Your task: Keep the pictures out of your copy. Transcribe the records below exactly.

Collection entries
▬▬▬▬▬▬

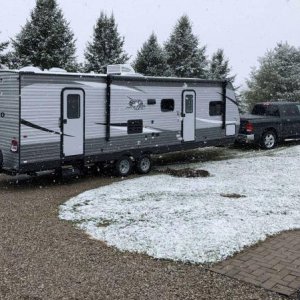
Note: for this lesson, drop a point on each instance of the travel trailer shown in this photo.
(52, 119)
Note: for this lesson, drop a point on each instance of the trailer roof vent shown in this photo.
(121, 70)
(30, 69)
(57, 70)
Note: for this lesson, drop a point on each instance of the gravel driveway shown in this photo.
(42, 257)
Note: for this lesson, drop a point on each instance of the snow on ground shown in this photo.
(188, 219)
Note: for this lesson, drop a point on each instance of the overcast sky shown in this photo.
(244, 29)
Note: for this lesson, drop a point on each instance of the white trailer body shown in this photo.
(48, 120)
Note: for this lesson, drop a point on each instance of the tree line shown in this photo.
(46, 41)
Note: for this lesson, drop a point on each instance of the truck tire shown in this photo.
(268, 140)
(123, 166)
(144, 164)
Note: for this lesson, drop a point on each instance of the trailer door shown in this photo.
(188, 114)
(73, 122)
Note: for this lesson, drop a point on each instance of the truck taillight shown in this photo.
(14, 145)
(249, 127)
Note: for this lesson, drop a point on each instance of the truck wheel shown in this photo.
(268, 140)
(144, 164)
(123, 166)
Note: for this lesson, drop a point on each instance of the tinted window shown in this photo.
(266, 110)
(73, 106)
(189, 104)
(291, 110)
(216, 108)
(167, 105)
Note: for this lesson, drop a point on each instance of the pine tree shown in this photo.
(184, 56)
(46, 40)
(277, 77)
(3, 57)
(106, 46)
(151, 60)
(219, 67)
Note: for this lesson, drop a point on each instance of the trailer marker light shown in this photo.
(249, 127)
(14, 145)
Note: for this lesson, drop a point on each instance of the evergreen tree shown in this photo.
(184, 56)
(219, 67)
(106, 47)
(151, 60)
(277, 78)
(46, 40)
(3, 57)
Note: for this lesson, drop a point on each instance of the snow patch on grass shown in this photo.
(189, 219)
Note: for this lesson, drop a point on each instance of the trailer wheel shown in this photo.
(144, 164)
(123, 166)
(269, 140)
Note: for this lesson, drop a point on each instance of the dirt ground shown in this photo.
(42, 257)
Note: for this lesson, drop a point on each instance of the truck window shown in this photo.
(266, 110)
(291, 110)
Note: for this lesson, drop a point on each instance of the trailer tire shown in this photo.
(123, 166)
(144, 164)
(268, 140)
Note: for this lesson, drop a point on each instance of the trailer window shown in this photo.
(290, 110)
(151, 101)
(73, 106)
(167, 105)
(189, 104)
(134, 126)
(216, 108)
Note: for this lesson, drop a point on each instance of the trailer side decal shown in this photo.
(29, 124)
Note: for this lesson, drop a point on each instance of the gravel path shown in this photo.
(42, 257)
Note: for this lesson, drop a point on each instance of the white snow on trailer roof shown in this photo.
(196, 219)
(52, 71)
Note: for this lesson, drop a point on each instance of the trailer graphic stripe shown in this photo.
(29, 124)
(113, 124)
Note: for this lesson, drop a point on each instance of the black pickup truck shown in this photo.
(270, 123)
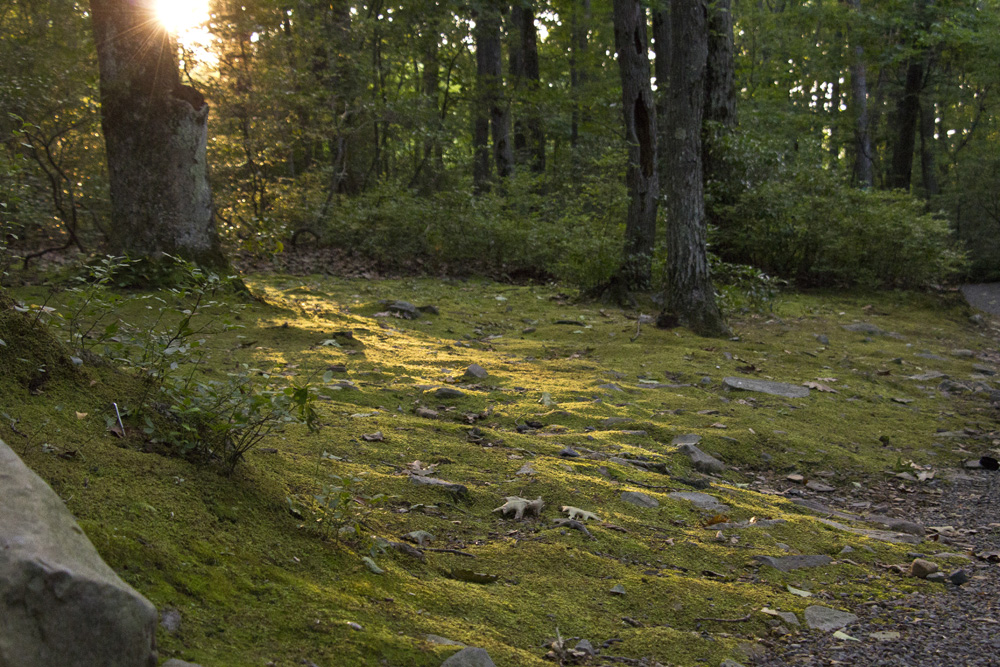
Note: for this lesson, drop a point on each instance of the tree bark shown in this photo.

▬▬▬▬▬▬

Task output:
Note: for this lesson, drop a point on each instance of the travel trailer shown in this photo.
(52, 119)
Note: for this lesson, drop a point on each instance of the trailer roof vent shown in this photo.
(121, 70)
(30, 69)
(57, 70)
Note: for this lesson, drop a point on each instance of the gravel driveway shown in this photo.
(42, 257)
Note: for this lesson, drop a point on each instance of the snow on ground shown in this photo.
(188, 219)
Note: for this lesson, drop a point on each instance of the overcast sky shown in this photo.
(244, 29)
Note: for this lesson, drop a point on each instance of the white trailer body shown in this photo.
(48, 120)
Note: for this lesson, drop a point on each instance of the tree line shown in this photo.
(46, 41)
Note: for this lesson, drop a point on each instance of the truck tire shown in this photo.
(268, 140)
(123, 166)
(144, 164)
Note: for this lesson, drop a point on each instance of the trailer door shown in this photo.
(188, 114)
(73, 122)
Note: for this lesson, drop a point on each instance of the truck taillight shown in this photo.
(14, 145)
(249, 127)
Note: for this lesson, drop a point on each instance of the truck wheel shown in this photo.
(268, 140)
(144, 164)
(123, 166)
Note: for this lesson, drop a point on each instance of the tinted window shown in this photo.
(266, 110)
(73, 106)
(189, 104)
(291, 110)
(216, 108)
(167, 105)
Note: for this lesson, drop a point on each instance of the pine tree shown in this photo.
(184, 56)
(46, 40)
(277, 77)
(3, 57)
(106, 46)
(151, 60)
(219, 67)
Note: for this lesson, drop a point on each instance of the trailer marker light shown in this photo.
(249, 127)
(14, 145)
Note: for this lesson, drop a point on each instance of the evergreen tree shown in this photo.
(184, 56)
(219, 67)
(106, 47)
(151, 60)
(277, 78)
(46, 40)
(3, 57)
Note: for this lesson, drop a point on each instance of the snow patch on grass shown in this photo.
(189, 219)
Note: for this lesson, drop a point on each instance of the trailer wheel shown in this photo.
(144, 164)
(123, 166)
(269, 140)
Note: for this lesson, drop a point on each instance of the dirt ground shown in this photo.
(42, 257)
Note: for this lesson, drop a point on each instance of the truck window shown in this photo.
(266, 110)
(291, 110)
Note: for this lesson, drop a point on each instance of the trailer tire shown in this photo.
(123, 166)
(144, 164)
(268, 140)
Note: for this lesson, drop a point on each instance of the trailer window shown in this photo.
(290, 110)
(151, 101)
(73, 106)
(167, 105)
(189, 104)
(134, 126)
(216, 108)
Note: for this lesson, drop a point on each instance of the trailer side decal shown in this photo.
(29, 124)
Note: for this lesson, drop a point on each instance of the gravel path shown in this photo.
(42, 257)
Note: for this lesson, drop a point on each instance of the white snow on trailer roof shown in this photo.
(196, 219)
(52, 71)
Note: for this lesson, drop a point on each instance of the trailer graphic stripe shown in this photo.
(29, 124)
(113, 124)
Note: for this lesson, drop a point on each instance of the black pickup truck shown in this photo.
(270, 123)
Note: for this lesson, drop a point on each instance of the tree bark shown in this photo.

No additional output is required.